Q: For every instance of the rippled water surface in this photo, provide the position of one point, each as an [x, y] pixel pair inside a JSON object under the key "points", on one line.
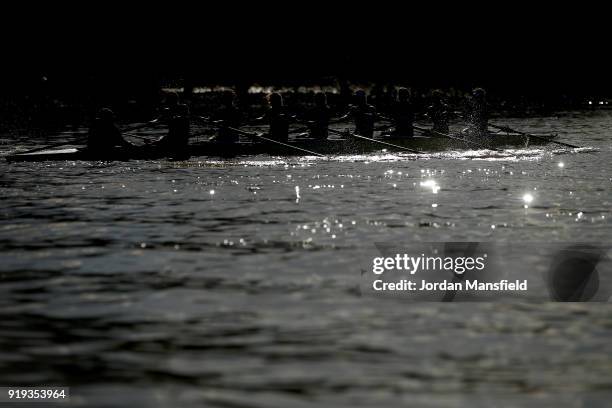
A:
{"points": [[236, 283]]}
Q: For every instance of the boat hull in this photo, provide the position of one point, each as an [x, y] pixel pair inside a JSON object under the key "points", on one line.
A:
{"points": [[335, 146]]}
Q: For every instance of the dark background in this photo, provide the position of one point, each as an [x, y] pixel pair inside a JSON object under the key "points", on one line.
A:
{"points": [[508, 48]]}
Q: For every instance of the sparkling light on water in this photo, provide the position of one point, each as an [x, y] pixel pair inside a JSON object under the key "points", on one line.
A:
{"points": [[431, 184]]}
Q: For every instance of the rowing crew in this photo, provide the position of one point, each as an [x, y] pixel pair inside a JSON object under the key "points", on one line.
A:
{"points": [[104, 134]]}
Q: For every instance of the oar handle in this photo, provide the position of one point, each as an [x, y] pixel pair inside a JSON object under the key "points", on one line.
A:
{"points": [[510, 130], [355, 135], [250, 134], [454, 138]]}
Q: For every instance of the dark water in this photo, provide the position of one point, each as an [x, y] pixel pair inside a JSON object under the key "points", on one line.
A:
{"points": [[236, 283]]}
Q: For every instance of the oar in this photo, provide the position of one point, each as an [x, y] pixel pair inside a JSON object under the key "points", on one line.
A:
{"points": [[355, 135], [38, 149], [267, 139], [460, 139], [507, 129], [83, 138]]}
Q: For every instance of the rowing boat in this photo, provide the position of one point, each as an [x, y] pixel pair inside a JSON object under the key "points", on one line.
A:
{"points": [[331, 146]]}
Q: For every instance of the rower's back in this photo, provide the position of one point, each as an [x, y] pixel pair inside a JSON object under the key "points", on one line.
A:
{"points": [[104, 134], [229, 116], [278, 118], [364, 115], [319, 117], [177, 139], [402, 112], [438, 113], [478, 114]]}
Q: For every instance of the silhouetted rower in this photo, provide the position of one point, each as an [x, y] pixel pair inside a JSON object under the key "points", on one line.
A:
{"points": [[172, 106], [319, 117], [228, 116], [277, 118], [438, 113], [176, 141], [104, 134], [478, 113], [363, 114], [402, 113]]}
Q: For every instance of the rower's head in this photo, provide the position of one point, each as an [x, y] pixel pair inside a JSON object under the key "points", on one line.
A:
{"points": [[361, 99], [479, 94], [275, 100], [320, 99], [228, 98], [403, 95]]}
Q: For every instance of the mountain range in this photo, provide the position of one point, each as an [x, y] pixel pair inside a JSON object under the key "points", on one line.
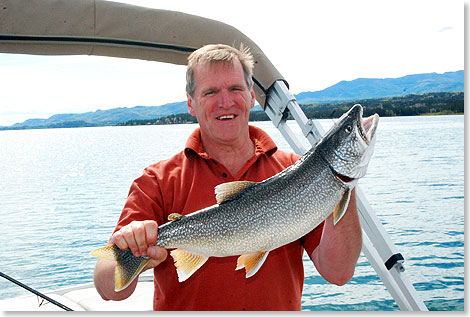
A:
{"points": [[361, 88]]}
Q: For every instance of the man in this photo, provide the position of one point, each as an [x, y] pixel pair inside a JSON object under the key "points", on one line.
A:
{"points": [[224, 148]]}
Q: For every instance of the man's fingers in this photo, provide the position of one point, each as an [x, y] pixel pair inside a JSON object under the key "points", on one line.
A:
{"points": [[140, 237], [137, 236], [151, 229]]}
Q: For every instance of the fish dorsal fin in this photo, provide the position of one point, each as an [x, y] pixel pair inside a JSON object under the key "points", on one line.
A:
{"points": [[341, 207], [251, 262], [227, 190], [187, 263]]}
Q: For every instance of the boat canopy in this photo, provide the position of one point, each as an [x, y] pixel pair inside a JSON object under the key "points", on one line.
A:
{"points": [[105, 28]]}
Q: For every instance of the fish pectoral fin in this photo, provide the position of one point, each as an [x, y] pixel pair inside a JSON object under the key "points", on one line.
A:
{"points": [[174, 216], [341, 207], [187, 263], [128, 266], [251, 262], [225, 191]]}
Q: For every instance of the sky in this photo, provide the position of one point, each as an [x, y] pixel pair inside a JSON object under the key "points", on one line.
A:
{"points": [[313, 44]]}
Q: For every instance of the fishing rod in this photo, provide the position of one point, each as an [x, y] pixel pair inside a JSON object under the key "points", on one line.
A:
{"points": [[35, 292]]}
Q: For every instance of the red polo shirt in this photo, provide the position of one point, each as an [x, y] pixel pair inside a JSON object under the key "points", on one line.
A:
{"points": [[184, 184]]}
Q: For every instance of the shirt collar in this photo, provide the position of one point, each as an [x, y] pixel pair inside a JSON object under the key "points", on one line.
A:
{"points": [[262, 141]]}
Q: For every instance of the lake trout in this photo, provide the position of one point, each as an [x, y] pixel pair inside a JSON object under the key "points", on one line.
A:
{"points": [[252, 218]]}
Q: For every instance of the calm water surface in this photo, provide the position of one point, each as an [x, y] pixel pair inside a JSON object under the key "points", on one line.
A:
{"points": [[62, 191]]}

| STATED TASK |
Using the material above, set down every line exactly, but skip the pictures.

| EXERCISE SOLUTION |
Q: For every instance of the rippled water surface in this photo, provide the position of one point, each as an [x, y] pixel pair inside a JSON object under the key "points", on one line.
A:
{"points": [[236, 283]]}
Q: For every instance of the boat hull in this photo, provide the position of one point, each as an [x, y] pixel pair inside a JSON object under the key "points", on one line.
A:
{"points": [[335, 146]]}
Q: For every instance of the dark background in this photo, provide the position of one point, each as an [x, y] pixel pair inside a JSON object under the key "points", on one line.
A:
{"points": [[508, 48]]}
Q: For every instance of the sparkling light on water in this photo, provide the position of one point, each as an [x, y] pixel pair inside a JSON object under the key "points", on one line.
A:
{"points": [[431, 184]]}
Q: For every instance of the rowing crew in this photo, provide the position of one point, each as an [x, y] pixel pair inside a JSON object under the key "points", on one line.
A:
{"points": [[104, 134]]}
Q: For every instance of the oar handle in this photo, provide the position of one point, each as an [x, y] pixel pair inside a JSON object under the key "points", on one line.
A:
{"points": [[510, 130], [355, 135], [250, 134], [454, 138]]}
Q: For every instance of the dark water in this photo, provide the position of one point, each as an [x, y] pixel pair inside a JSON object under the key "points", on one line.
A:
{"points": [[236, 283]]}
Q: For every instance of the oar in this photo, provide the position of one point, each as an [x, y] pixel pair inside a JSON object under the key "points", on one line.
A:
{"points": [[355, 135], [38, 149], [267, 139], [460, 139], [507, 129], [83, 138]]}
Q: For every instance of the rowing boat in this photo, provide the position of one point, each as an [x, y] pixel pair inside a JSON object under the key "points", on one line.
A:
{"points": [[331, 146]]}
Q: For every instance of the rower's back in this photo, provide the position of one point, each as an [x, y] pixel pair inside a JSON object under the key "points", on one line.
A:
{"points": [[104, 134], [229, 116], [278, 118], [364, 115], [319, 117], [177, 139], [402, 112], [438, 113], [478, 114]]}
Q: For every instance of the silhouetted rower in this photo, provide the position of one point, each as an [x, y] pixel pair inside a JSON object under the key "points", on one line.
A:
{"points": [[172, 106], [319, 117], [228, 116], [277, 118], [438, 113], [176, 141], [104, 134], [478, 113], [363, 114], [402, 113]]}
Q: For every instance of the rower's head in this photo, provide the position of one point, each as an [x, y] pixel pair inside a JSON object under the key "points", on one line.
A:
{"points": [[361, 99], [479, 94], [275, 100], [320, 99], [228, 98], [403, 95]]}
Q: For every instance of the mountain range in this photo, provide the position of one point, each as an [x, y] pixel pair inside a JSON object under the key "points", on one line.
A:
{"points": [[361, 88]]}
Q: For every instance of the man in this photo, provide the position of one point, each as an [x, y] pixel pair inside a JSON object under the key "points", on one line.
A:
{"points": [[224, 148]]}
Q: For every instance of the man's fingers in this photo, provide the position of one point, each as an [x, y] pixel pair inside a JSON object under the key "points", on one line.
A:
{"points": [[140, 237], [137, 236], [151, 229]]}
Q: For every instance of the fish dorsal fin in this photo, provide the position of one point, each as an [x, y] pixel pair inside a JSON object under the key "points", on one line.
A:
{"points": [[341, 207], [251, 262], [227, 190], [187, 263]]}
Q: For every instance of the boat canopy in this photo, provide the position of one point, each as an [x, y] pixel pair inside a JSON object under the key "points", on one line.
A:
{"points": [[105, 28]]}
Q: For every instance of the fish pectoral fin in this photo, provide the position of one point, each as an [x, y] pixel pair inside a JSON object under the key "points", on one line.
A:
{"points": [[174, 216], [341, 207], [187, 263], [128, 266], [251, 262], [225, 191]]}
Q: For every instance of the sky in this photo, provide the position of one point, each as an [x, y] pixel pair inside a JSON object under the key "points", on one line.
A:
{"points": [[313, 44]]}
Q: For every instance of the fishing rod in this photo, provide the position of one point, each as an [x, y] pixel pair inside a JSON object under the key "points", on one line.
A:
{"points": [[35, 292]]}
Q: For every instance of the red polo shirt in this photo, provide the position of one point, each as an [x, y] pixel pair inside a JSON object under the key "points", on one line.
A:
{"points": [[184, 184]]}
Q: For every instance of the shirt collar in this photo, provide the position of one point, each as an [x, y] pixel pair inside a JSON object under the key "points", on one line.
A:
{"points": [[262, 141]]}
Q: For every instance of the lake trout in this photo, provide the position of one point, each as an [x, y] pixel pair inside a JSON object under the key "points", on one line.
A:
{"points": [[252, 218]]}
Q: For every instance of the calm water surface in this photo, provide the position of one point, each as an [x, y] pixel pair inside a JSON object under the key "points", on one line.
A:
{"points": [[62, 191]]}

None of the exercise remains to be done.